Problem: Your reply should hold exactly the lines from the one that contains "Exercise. Point out the ribbed" through the end of the data. Repeat them word for word.

Materials provided:

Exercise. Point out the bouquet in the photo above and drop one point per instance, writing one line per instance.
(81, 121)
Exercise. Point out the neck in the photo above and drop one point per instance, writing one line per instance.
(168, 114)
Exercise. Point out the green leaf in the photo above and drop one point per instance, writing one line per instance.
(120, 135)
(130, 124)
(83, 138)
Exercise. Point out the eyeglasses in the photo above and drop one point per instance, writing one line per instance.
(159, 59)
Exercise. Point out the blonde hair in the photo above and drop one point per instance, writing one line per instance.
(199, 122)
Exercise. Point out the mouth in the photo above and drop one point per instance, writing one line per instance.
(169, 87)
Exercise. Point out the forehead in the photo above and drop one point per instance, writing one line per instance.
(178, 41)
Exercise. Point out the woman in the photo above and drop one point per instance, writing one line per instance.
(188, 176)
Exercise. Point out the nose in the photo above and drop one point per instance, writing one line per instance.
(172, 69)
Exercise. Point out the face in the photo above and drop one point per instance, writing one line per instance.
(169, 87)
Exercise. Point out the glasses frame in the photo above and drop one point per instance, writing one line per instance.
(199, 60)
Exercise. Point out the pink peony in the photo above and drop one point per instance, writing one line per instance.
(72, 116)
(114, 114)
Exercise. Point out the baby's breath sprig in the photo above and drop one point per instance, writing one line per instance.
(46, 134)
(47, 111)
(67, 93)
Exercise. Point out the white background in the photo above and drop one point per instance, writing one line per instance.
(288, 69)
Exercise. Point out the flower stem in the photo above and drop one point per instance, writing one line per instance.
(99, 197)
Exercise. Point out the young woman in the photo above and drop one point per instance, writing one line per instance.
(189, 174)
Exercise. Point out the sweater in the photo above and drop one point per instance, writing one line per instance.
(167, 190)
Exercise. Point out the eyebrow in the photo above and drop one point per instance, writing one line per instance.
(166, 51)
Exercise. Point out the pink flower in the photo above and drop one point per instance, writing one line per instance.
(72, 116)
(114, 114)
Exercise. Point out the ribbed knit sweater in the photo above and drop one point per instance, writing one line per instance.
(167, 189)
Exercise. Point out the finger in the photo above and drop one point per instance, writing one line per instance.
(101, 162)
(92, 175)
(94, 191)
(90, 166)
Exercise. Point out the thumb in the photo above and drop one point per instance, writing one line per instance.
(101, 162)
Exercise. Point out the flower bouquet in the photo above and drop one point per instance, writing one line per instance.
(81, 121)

Answer space:
Exercise. Point out the ribbed knit sweater in the photo above and drop one point per instance, writing one line per instance.
(167, 189)
Exercise. Point out the finger in the photo above and drop one point per instance, writing one line per instance.
(101, 162)
(92, 175)
(94, 191)
(90, 166)
Exercise. Point out the thumb in the photo above and drop one point per instance, writing one line per instance.
(101, 162)
Exercise. Point out the flower bouquet in the photo above and drop one point per instance, writing one line per instance.
(81, 121)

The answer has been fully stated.